All lines holding the word "mouth" are to be copied from the records beneath.

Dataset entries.

──────────

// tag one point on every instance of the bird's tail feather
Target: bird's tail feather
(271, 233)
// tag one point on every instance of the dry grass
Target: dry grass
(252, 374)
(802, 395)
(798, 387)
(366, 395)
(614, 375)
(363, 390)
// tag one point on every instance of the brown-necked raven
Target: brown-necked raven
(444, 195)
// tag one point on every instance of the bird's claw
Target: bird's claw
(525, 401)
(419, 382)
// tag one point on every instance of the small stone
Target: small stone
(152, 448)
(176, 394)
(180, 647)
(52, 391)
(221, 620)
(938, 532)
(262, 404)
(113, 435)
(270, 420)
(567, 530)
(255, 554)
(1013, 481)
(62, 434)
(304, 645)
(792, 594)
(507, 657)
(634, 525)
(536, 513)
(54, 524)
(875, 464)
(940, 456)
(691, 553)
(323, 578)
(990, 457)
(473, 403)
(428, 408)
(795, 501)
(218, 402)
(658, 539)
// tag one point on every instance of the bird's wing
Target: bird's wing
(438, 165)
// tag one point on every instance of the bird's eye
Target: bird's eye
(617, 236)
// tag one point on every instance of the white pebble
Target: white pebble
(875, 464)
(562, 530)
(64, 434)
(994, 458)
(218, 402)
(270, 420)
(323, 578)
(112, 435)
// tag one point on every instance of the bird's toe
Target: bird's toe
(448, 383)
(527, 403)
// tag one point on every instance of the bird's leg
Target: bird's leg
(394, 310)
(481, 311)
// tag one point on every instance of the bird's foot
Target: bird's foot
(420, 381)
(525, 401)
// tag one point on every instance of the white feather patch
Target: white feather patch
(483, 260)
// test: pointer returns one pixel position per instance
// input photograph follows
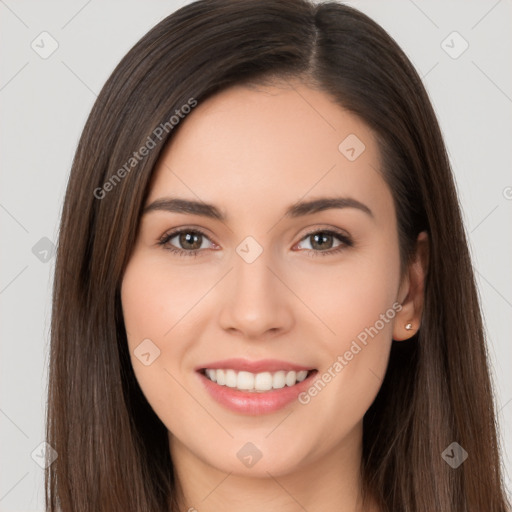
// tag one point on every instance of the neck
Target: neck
(328, 483)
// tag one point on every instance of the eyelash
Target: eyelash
(346, 242)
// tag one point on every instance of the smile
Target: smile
(255, 382)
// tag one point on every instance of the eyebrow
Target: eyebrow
(299, 209)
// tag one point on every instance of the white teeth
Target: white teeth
(257, 382)
(221, 377)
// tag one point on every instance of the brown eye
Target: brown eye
(188, 242)
(326, 242)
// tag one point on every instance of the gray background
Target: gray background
(45, 101)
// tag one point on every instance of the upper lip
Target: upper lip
(262, 365)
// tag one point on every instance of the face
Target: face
(258, 289)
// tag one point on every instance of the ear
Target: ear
(411, 292)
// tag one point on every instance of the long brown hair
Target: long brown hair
(113, 452)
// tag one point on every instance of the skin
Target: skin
(252, 152)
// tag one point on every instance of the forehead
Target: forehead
(260, 148)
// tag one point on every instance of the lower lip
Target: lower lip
(255, 403)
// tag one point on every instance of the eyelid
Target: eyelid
(345, 239)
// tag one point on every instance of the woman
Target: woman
(254, 375)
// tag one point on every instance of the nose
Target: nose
(256, 304)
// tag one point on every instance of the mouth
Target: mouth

──────────

Answer to the problem.
// tag one point on every instance of the mouth
Target: mouth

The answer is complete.